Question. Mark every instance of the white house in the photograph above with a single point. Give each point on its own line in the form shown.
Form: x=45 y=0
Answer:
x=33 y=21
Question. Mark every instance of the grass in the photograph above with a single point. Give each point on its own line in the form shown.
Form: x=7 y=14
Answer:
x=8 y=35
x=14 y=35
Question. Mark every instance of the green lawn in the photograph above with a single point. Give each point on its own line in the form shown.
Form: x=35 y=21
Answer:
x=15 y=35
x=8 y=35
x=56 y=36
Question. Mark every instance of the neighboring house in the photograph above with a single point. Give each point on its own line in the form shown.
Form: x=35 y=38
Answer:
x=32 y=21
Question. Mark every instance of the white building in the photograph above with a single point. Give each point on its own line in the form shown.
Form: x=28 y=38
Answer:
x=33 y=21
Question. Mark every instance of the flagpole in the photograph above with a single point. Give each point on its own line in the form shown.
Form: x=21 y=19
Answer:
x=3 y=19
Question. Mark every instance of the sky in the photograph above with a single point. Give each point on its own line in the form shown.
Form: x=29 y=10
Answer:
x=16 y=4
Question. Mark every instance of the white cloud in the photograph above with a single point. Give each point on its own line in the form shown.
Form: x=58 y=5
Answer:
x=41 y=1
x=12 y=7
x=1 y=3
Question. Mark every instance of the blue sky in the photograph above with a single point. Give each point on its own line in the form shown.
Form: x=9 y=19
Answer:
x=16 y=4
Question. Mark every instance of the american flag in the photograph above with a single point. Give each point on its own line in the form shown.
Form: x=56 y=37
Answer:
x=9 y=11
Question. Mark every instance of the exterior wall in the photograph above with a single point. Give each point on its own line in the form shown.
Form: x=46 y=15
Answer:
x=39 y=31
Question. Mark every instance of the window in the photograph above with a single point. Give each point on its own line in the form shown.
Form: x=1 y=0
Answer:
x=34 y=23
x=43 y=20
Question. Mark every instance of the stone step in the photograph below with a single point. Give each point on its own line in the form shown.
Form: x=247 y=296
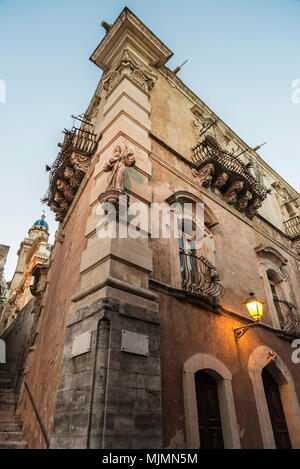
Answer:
x=7 y=396
x=10 y=427
x=8 y=415
x=13 y=445
x=5 y=383
x=11 y=436
x=5 y=374
x=7 y=405
x=4 y=366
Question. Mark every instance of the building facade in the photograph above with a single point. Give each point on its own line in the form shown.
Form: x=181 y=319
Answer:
x=135 y=344
x=4 y=288
x=34 y=250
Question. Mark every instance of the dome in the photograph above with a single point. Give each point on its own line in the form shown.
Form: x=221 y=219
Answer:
x=40 y=224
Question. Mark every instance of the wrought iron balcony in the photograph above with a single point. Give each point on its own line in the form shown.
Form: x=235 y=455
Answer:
x=69 y=168
x=200 y=277
x=209 y=152
x=292 y=227
x=289 y=318
x=228 y=176
x=79 y=140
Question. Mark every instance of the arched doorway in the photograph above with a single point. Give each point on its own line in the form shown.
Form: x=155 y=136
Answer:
x=209 y=419
x=279 y=426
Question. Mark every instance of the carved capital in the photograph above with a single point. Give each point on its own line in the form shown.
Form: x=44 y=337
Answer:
x=122 y=158
x=129 y=66
x=205 y=175
x=253 y=208
x=230 y=195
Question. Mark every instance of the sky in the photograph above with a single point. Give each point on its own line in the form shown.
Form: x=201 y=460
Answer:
x=243 y=58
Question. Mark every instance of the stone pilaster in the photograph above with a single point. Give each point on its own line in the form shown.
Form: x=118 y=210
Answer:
x=109 y=392
x=107 y=397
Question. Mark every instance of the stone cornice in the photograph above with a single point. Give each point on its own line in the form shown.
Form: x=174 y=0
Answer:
x=129 y=30
x=217 y=200
x=175 y=82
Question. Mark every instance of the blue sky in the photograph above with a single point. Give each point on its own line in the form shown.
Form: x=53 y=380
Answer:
x=242 y=59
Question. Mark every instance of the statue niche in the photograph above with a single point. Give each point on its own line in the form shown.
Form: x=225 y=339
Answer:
x=205 y=175
x=230 y=195
x=122 y=159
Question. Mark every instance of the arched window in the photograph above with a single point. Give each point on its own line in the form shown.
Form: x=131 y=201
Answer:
x=277 y=294
x=264 y=360
x=276 y=412
x=277 y=288
x=208 y=404
x=193 y=264
x=209 y=419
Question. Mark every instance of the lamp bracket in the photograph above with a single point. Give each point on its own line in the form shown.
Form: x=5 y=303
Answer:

----------

__Work to be completed__.
Exact repetition is required for the lines from the one that contains "Question. Mark every instance of the statue" through the final line; leave out everything else.

__Reply to the task__.
Question. Mark every instance of the statue niche in the photograph above with a single point. Give each point on its own line in the form shown.
Form: x=225 y=339
Answer:
x=205 y=175
x=230 y=195
x=122 y=159
Question. Mark every instance of the arched window in the photograph above with a single point. Give each point on its own line in the form shown.
Form: x=131 y=201
Answer:
x=277 y=294
x=264 y=360
x=276 y=412
x=277 y=288
x=208 y=404
x=193 y=264
x=209 y=419
Question. Mark every instance of the lamp bracket in the photograph above with a single point. Give each point on its own line in the form shown.
Form: x=5 y=303
Answer:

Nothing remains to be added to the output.